[start Input rows]
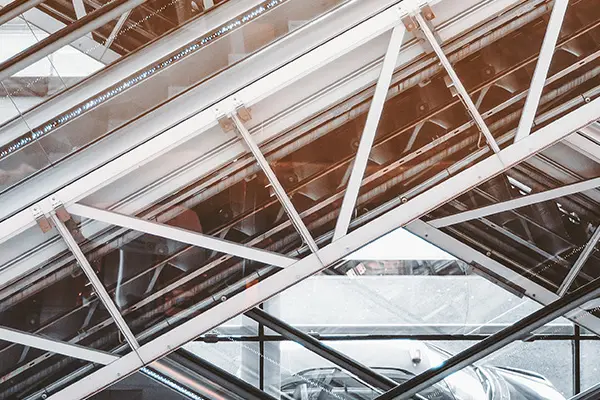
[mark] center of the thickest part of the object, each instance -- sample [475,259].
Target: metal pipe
[360,371]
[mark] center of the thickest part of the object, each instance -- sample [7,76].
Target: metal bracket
[243,113]
[427,12]
[410,23]
[40,218]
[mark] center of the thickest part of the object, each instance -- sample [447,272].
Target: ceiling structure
[209,167]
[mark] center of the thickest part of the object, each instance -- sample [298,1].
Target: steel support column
[181,235]
[354,367]
[591,394]
[368,136]
[495,342]
[541,69]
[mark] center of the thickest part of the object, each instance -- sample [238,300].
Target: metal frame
[399,216]
[495,342]
[275,184]
[541,69]
[469,255]
[17,7]
[589,248]
[354,367]
[56,346]
[95,281]
[515,203]
[589,394]
[195,125]
[368,135]
[212,373]
[66,36]
[462,92]
[182,235]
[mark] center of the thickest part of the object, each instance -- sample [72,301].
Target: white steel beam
[181,235]
[193,126]
[10,11]
[95,281]
[541,69]
[113,34]
[584,145]
[79,9]
[470,255]
[55,346]
[515,203]
[369,131]
[65,36]
[279,190]
[462,92]
[308,266]
[589,248]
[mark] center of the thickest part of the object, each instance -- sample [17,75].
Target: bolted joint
[427,13]
[225,122]
[40,218]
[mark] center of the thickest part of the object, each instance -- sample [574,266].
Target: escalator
[161,82]
[424,137]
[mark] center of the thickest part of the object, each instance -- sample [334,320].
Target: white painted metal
[209,160]
[55,346]
[515,203]
[181,235]
[67,39]
[541,70]
[585,146]
[117,28]
[46,23]
[14,13]
[79,9]
[275,184]
[369,131]
[469,255]
[589,248]
[462,92]
[95,281]
[200,122]
[330,254]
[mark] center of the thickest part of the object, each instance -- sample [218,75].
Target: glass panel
[159,283]
[385,290]
[241,359]
[38,376]
[590,363]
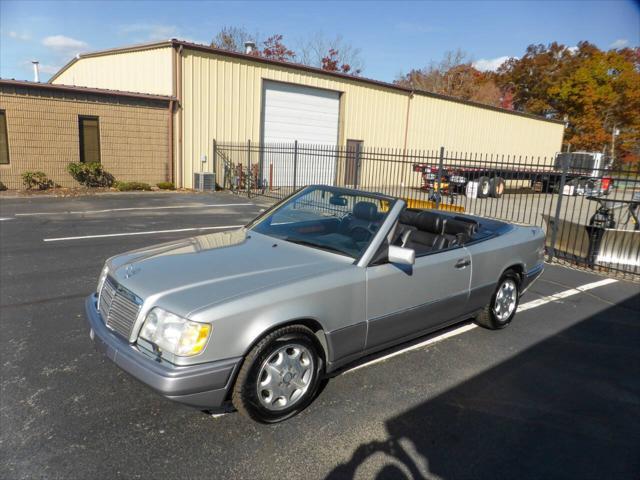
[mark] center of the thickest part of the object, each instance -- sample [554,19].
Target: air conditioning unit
[204,182]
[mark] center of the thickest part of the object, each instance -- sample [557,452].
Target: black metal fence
[589,209]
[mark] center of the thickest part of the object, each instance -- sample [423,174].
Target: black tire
[484,188]
[488,317]
[245,391]
[496,187]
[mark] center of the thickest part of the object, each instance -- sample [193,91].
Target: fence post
[554,225]
[440,165]
[357,153]
[247,177]
[295,163]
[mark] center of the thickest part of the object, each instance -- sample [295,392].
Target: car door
[406,300]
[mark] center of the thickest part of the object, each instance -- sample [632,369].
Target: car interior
[427,231]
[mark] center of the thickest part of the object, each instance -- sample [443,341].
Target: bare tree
[455,76]
[331,54]
[233,39]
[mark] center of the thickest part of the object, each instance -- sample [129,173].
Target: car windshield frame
[264,224]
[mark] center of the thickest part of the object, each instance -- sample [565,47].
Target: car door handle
[463,262]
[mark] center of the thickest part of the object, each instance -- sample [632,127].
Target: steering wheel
[369,230]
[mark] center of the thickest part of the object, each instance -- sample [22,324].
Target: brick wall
[43,134]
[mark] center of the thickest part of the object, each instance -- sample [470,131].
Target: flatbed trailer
[583,176]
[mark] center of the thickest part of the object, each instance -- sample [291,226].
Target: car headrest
[409,218]
[454,227]
[430,222]
[365,211]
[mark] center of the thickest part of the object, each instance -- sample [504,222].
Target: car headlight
[174,334]
[102,277]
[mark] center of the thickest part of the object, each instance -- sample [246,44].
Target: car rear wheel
[279,376]
[503,305]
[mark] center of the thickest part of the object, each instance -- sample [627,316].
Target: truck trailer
[585,173]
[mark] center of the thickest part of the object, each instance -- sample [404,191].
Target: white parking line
[61,239]
[470,326]
[565,294]
[213,205]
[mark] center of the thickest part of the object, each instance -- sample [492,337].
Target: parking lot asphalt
[555,395]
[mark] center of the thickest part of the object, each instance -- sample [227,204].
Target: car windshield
[333,219]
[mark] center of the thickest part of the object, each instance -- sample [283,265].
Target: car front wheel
[503,305]
[279,376]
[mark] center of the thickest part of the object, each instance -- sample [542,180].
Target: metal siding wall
[224,95]
[465,128]
[145,71]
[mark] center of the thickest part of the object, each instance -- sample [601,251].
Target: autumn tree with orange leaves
[597,92]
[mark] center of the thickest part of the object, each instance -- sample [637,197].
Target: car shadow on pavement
[568,407]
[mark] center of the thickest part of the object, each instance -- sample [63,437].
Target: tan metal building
[233,97]
[45,127]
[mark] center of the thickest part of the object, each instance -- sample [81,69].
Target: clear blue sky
[393,36]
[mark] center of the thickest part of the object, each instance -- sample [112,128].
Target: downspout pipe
[180,169]
[406,123]
[170,142]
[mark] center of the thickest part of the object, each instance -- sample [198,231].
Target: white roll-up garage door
[308,115]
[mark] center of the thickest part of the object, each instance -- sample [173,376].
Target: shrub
[37,180]
[166,186]
[132,186]
[90,174]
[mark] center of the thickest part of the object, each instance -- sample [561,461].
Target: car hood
[185,275]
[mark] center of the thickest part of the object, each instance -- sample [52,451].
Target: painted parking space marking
[153,232]
[564,294]
[128,209]
[470,326]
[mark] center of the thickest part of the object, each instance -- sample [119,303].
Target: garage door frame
[265,82]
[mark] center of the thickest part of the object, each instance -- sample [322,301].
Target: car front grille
[119,307]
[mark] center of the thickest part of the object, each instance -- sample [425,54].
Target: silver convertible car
[260,315]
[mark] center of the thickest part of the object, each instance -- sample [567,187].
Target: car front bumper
[202,385]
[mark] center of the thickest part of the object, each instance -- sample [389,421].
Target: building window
[4,139]
[89,139]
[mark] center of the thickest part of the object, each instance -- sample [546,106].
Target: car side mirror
[401,255]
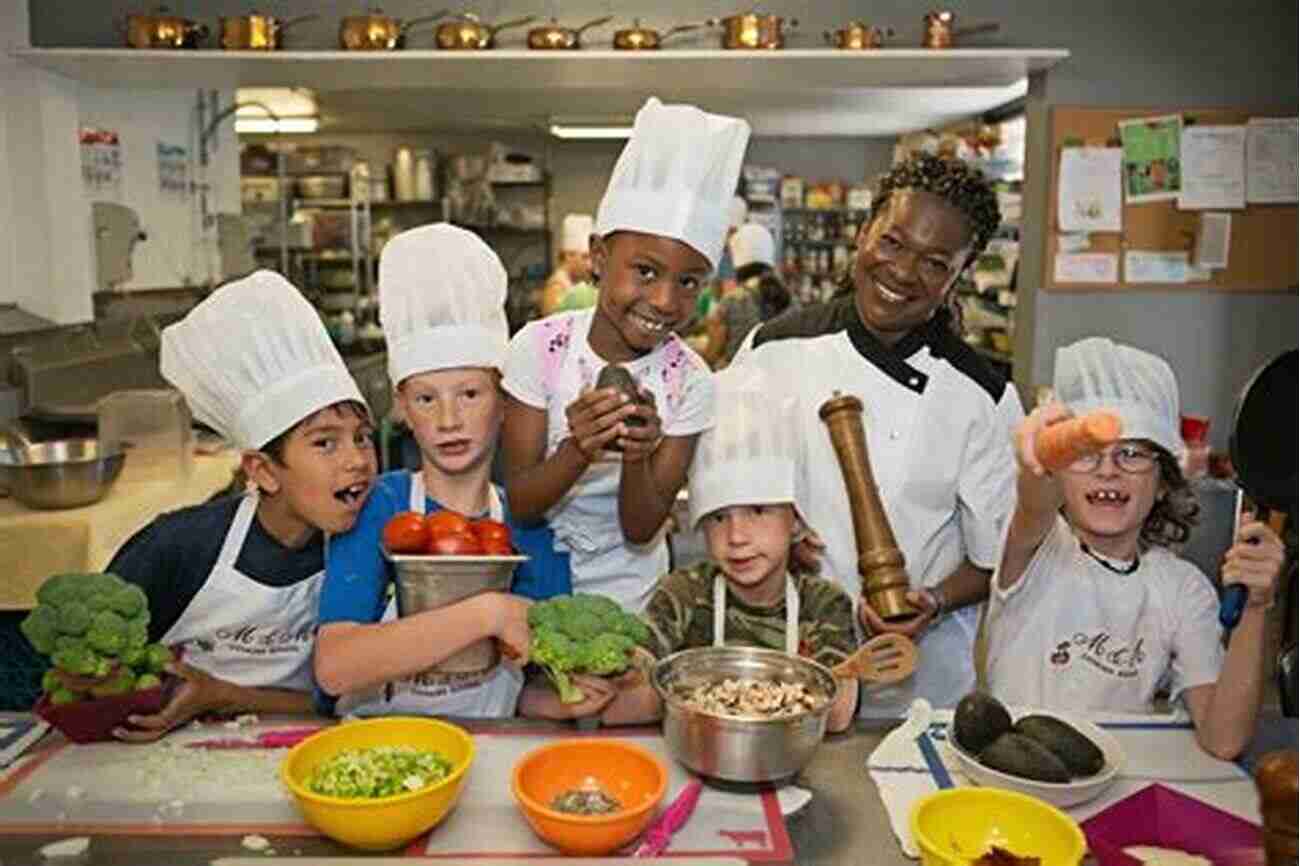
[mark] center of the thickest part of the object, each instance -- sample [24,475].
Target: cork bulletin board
[1262,241]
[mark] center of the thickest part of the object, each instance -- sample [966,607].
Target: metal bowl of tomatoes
[446,561]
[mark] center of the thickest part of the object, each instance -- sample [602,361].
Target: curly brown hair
[1175,512]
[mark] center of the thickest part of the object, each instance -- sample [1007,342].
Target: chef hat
[753,243]
[577,233]
[254,359]
[675,176]
[442,301]
[1096,373]
[737,212]
[748,457]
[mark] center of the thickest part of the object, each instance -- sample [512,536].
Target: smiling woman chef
[235,581]
[937,420]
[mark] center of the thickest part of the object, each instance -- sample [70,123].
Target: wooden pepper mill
[1275,775]
[880,562]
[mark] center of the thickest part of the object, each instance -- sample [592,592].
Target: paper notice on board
[1088,193]
[1087,267]
[1151,157]
[1143,265]
[1213,241]
[1213,168]
[1270,160]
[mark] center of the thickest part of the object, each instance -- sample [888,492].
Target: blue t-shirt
[358,576]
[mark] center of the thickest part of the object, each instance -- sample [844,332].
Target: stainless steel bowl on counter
[733,748]
[64,473]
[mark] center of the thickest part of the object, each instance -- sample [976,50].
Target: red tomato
[490,531]
[445,523]
[455,544]
[406,532]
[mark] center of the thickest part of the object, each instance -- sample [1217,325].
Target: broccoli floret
[583,633]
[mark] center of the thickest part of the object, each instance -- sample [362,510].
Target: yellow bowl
[958,826]
[381,823]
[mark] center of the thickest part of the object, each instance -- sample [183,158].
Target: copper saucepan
[553,37]
[377,31]
[637,38]
[857,37]
[941,31]
[753,31]
[467,33]
[161,30]
[256,31]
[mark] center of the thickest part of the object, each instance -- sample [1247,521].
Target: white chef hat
[442,301]
[749,455]
[577,233]
[737,212]
[1096,373]
[675,176]
[254,359]
[753,243]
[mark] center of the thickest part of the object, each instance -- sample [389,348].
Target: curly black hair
[962,186]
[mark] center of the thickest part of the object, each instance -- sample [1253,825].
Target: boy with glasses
[1090,610]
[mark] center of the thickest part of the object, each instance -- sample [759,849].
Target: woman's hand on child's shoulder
[1027,434]
[1255,561]
[597,418]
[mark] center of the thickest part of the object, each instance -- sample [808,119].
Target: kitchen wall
[1161,52]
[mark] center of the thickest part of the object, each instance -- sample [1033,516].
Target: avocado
[979,719]
[1080,756]
[1019,756]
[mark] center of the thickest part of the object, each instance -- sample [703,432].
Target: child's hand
[1026,436]
[511,627]
[597,418]
[641,436]
[198,693]
[1255,561]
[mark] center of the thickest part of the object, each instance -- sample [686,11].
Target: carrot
[1062,444]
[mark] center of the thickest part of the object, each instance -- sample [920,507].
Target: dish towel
[906,769]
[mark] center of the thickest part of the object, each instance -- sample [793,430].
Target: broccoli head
[583,633]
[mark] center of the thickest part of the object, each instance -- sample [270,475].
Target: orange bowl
[628,773]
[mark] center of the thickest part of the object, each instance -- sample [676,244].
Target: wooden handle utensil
[885,658]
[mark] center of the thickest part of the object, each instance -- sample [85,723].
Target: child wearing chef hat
[603,467]
[442,295]
[570,288]
[230,577]
[1090,609]
[742,498]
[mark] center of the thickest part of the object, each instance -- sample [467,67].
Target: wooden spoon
[885,658]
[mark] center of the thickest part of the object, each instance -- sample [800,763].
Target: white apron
[490,693]
[246,632]
[792,614]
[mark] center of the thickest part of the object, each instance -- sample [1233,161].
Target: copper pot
[555,38]
[163,31]
[256,31]
[467,33]
[377,31]
[753,31]
[857,37]
[940,29]
[637,38]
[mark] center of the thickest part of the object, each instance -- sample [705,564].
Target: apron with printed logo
[490,693]
[246,632]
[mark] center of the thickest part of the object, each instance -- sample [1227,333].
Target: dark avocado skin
[979,719]
[1080,756]
[1019,756]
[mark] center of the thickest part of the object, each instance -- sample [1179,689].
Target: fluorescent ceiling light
[272,126]
[567,130]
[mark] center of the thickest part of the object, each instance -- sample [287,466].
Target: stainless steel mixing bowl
[740,749]
[64,473]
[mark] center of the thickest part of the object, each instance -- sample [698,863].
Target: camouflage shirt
[680,615]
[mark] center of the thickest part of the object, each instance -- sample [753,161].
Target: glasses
[1130,458]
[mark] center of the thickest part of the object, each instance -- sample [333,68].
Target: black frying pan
[1262,447]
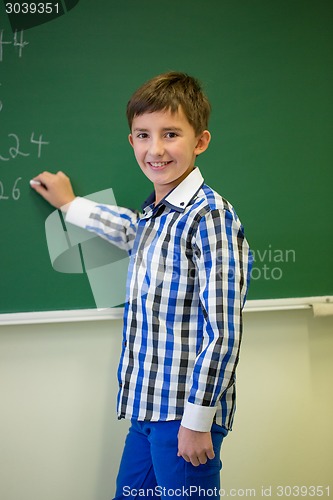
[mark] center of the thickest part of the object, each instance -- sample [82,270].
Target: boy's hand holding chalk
[55,188]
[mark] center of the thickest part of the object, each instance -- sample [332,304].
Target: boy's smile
[165,147]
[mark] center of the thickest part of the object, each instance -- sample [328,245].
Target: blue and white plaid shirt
[187,283]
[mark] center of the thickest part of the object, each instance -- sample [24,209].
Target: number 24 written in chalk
[15,150]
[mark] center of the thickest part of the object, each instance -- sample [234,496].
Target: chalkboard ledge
[322,306]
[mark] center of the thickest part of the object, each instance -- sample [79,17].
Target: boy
[187,283]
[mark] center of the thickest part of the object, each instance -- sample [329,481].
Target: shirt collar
[180,197]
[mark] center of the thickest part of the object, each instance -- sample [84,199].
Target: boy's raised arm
[54,188]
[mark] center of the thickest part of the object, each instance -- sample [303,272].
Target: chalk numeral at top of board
[18,43]
[15,150]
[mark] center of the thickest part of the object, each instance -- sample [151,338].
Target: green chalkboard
[267,68]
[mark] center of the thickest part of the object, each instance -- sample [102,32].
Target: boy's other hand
[194,446]
[55,188]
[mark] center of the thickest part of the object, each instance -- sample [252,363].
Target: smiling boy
[187,283]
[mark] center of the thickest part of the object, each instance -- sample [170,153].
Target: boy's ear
[202,142]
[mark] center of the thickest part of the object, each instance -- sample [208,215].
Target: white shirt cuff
[198,418]
[79,211]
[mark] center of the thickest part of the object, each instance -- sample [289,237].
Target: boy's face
[165,146]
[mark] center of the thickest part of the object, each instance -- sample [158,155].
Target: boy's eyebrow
[164,129]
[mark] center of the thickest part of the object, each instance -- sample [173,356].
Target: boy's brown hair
[167,92]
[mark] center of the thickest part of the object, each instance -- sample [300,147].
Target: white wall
[60,438]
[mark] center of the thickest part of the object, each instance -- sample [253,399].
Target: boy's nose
[156,148]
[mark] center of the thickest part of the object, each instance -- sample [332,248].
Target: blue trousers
[150,466]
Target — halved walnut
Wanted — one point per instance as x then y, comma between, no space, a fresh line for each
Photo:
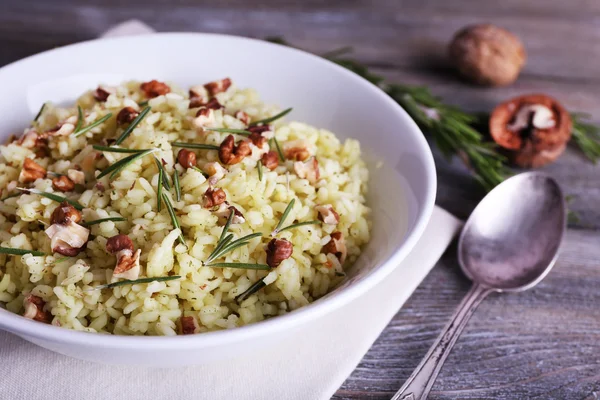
336,246
308,170
31,171
327,214
230,154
[end Input rows]
Leave the pictures out, and please copy only the lines from the one with "-- sample [170,153]." through the end of the listing.

[mark] center of the thickest part of the object, each instance -- sample [170,153].
Target: boy's ear
[202,142]
[mark] center of the thickest part of the object, each instance -- sample [208,215].
Target: white shirt cuff
[198,418]
[79,211]
[mark] center of the thickest part of the object, each instance -- sample [289,237].
Target: boy's face
[165,146]
[mark] center of the thickest part of the object, each instance -- sample [158,155].
Target: boy's eyebrow
[164,129]
[mark] center of the thickest part of the object, each instance -- sample [173,356].
Target: boy's brown hair
[167,92]
[mark] center of the thickest part of the object, each instance -- sample [300,147].
Target: white wall
[60,438]
[mark] center of the thickest part of the object, each instance -- sample [253,399].
Target: boy's nose
[156,148]
[mark] center of the thickest part of the object, each instance -- sample [332,248].
Target: blue trousers
[150,466]
Target — halved walnut
Wanted — one point per instance as x then y, comma between, no space, a fresh line for each
Photo:
336,246
308,170
31,171
327,214
230,154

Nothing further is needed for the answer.